- **QUOTED TEXT**:

----

Opinion
4:23-CV-1620 JAR
02-20-2024
LELAND ARTIS SPINKS, Plaintiff, v. KAREN FREEMAN, et al., Defendants.
MEMORANDUM AND ORDER
JOHN A. ROSS UNITED STATES DISTRICT JUDGE
This matter is before the Court upon the filing of a two-page document titled, “In the Case of Mr. Leland Artis Spinks.” ECF No. 9. The Court will construe this filing as a response to the Order to Show Cause as to why this action should not be dismissed for lack of subject matter jurisdiction. For the reasons discussed below, the Court will dismiss this action without prejudice pursuant to Federal Rule of Civil Procedure 12(h)(3) for lack of subject matter jurisdiction.
Legal Standard on Initial Review
Under 28 U.S.C. § 1915(e)(2), the Court is required to dismiss a complaint filed in forma pauperis if it is frivolous, malicious, or fails to state a claim upon which relief can be granted. To state a claim, a plaintiff must demonstrate a plausible claim for relief, which is more than a “mere possibility of misconduct.” Ashcroft v. Iqbal, 556 U.S. 662, 679 (2009). “A claim has facial plausibility when the plaintiff pleads factual content that allows the court to draw the reasonable inference that the defendant is liable for the misconduct alleged.” Id. at 678. Determining whether a complaint states a plausible claim for relief is a context-specific task that requires the reviewing court to draw upon judicial experience and common sense. Id. at 679. The court must “accept as true the facts alleged, but not legal conclusions or threadbare recitals of the elements of a cause of action, supported by mere conclusory statements.” Barton v. Taber, 820 F.3d 958, 964 (8th Cir. 2016). See also Brown v. Green Tree Servicing LLC, 820 F.3d 371, 372-73 (8th Cir. 2016) (stating that the court must accept factual allegations in the complaint as true but is not required to “accept as true any legal conclusion couched as a factual allegation”).

----

[Named-object pointing records]
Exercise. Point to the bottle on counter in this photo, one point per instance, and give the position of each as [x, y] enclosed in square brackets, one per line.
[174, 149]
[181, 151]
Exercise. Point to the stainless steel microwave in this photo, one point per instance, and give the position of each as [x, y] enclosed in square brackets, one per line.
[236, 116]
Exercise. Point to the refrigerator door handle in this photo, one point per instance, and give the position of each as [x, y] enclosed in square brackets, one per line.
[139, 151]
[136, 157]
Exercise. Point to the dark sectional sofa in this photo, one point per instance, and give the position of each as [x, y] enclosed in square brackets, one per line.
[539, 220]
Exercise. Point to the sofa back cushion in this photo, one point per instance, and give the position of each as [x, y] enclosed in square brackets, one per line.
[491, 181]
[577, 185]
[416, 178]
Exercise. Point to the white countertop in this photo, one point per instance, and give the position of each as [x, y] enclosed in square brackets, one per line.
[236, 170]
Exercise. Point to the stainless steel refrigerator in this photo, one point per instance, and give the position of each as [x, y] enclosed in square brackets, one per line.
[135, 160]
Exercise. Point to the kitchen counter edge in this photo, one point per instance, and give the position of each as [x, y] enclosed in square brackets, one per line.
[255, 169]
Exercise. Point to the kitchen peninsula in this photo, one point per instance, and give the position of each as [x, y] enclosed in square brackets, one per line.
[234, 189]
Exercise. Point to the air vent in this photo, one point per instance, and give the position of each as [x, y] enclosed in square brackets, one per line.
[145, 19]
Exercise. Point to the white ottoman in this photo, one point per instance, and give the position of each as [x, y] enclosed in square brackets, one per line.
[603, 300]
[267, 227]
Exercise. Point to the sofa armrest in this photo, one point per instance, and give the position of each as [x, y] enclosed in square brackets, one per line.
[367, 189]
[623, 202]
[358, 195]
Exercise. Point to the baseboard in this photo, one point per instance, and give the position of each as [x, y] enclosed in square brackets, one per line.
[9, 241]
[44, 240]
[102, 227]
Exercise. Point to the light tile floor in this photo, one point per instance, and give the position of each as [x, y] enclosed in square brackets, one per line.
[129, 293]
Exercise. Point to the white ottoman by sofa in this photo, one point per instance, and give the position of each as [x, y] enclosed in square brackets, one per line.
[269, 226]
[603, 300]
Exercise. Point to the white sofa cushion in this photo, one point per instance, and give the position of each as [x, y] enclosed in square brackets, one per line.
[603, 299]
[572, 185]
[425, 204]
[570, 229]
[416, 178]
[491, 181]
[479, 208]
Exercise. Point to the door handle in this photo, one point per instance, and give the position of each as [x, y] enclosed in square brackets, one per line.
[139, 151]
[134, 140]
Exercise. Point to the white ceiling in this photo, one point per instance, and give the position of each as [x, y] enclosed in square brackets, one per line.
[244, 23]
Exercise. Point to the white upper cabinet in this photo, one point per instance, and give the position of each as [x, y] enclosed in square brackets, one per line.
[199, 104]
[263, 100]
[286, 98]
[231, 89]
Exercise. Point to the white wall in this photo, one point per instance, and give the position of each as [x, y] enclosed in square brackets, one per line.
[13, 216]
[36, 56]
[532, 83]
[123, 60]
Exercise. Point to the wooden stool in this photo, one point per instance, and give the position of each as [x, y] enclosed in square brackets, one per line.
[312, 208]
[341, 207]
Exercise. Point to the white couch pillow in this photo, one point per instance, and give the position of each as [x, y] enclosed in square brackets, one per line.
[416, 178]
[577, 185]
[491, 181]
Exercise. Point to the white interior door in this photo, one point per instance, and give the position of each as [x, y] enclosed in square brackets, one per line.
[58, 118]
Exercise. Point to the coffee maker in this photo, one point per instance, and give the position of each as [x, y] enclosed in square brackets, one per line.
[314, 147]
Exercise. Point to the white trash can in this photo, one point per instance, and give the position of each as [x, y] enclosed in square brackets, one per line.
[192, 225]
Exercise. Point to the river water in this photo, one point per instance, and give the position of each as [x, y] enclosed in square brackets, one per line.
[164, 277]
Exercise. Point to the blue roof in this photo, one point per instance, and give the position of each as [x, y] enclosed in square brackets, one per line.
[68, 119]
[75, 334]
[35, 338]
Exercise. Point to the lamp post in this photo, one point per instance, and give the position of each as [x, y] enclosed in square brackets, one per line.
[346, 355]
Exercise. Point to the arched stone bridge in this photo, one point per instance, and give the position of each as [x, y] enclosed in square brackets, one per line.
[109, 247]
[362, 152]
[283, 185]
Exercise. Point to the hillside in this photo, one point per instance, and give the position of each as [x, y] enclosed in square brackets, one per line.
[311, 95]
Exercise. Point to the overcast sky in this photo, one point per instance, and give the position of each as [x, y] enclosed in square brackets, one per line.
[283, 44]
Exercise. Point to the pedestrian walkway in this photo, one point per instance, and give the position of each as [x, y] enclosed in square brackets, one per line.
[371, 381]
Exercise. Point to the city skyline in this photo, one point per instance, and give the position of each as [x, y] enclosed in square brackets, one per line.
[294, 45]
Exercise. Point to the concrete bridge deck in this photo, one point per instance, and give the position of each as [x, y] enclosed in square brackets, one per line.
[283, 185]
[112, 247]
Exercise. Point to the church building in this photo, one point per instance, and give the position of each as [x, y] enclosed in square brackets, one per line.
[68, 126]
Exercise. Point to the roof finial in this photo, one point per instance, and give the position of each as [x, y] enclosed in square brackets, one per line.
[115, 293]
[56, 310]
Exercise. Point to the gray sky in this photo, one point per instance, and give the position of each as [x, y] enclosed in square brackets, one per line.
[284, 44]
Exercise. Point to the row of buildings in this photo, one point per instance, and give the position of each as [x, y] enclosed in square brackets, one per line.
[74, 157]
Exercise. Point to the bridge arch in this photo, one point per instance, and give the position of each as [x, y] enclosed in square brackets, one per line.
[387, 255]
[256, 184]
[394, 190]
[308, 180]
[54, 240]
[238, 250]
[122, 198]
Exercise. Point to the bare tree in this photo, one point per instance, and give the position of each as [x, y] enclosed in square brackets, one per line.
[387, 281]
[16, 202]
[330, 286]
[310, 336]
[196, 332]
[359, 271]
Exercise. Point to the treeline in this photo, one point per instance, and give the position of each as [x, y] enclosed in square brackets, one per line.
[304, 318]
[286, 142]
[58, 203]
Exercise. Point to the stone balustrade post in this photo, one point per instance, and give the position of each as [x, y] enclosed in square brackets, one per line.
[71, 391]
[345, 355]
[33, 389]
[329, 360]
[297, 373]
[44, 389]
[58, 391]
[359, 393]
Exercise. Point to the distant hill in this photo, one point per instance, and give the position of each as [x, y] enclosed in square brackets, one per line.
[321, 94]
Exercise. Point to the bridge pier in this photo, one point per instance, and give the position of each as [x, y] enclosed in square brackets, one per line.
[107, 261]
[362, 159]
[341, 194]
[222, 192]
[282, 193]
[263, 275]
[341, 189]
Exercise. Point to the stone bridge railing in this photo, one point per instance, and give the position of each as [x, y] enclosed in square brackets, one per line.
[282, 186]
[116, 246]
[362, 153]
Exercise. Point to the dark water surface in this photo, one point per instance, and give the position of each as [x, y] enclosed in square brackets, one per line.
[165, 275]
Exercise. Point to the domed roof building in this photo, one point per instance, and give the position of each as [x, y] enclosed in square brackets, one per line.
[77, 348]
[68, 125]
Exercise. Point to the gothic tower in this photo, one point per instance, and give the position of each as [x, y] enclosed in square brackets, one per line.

----

- **YOUR GOAL**: Repeat, word for word, the part of the court order that opens with the words containing "MEMORANDUM AND ORDER" and closes with "12(h)(3) for lack of subject matter jurisdiction.". The listing isn't needed for anything here.

- **CORRECT RESPONSE**:
MEMORANDUM AND ORDER
JOHN A. ROSS UNITED STATES DISTRICT JUDGE
This matter is before the Court upon the filing of a two-page document titled, “In the Case of Mr. Leland Artis Spinks.” ECF No. 9. The Court will construe this filing as a response to the Order to Show Cause as to why this action should not be dismissed for lack of subject matter jurisdiction. For the reasons discussed below, the Court will dismiss this action without prejudice pursuant to Federal Rule of Civil Procedure 12(h)(3) for lack of subject matter jurisdiction.